**Exercise details**. What appears in the data must be reproduced exactly.

-- Opening Marker --

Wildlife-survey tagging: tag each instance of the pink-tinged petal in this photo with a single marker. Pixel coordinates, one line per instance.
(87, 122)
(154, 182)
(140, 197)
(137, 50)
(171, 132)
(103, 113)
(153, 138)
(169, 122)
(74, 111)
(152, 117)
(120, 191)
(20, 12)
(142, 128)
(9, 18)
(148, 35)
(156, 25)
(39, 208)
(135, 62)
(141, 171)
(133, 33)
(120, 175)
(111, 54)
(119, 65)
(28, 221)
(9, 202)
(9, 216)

-- Closing Marker --

**Result below**.
Wildlife-survey tagging: tag each instance of the pink-tinged petal in this photo with a single marker. Pixel coordinates, one line per instance.
(87, 122)
(154, 182)
(140, 197)
(137, 50)
(171, 132)
(103, 113)
(153, 138)
(169, 122)
(74, 111)
(152, 117)
(120, 191)
(20, 12)
(142, 128)
(9, 18)
(148, 35)
(156, 25)
(39, 208)
(135, 62)
(141, 171)
(133, 33)
(120, 175)
(111, 54)
(119, 65)
(28, 221)
(9, 202)
(9, 216)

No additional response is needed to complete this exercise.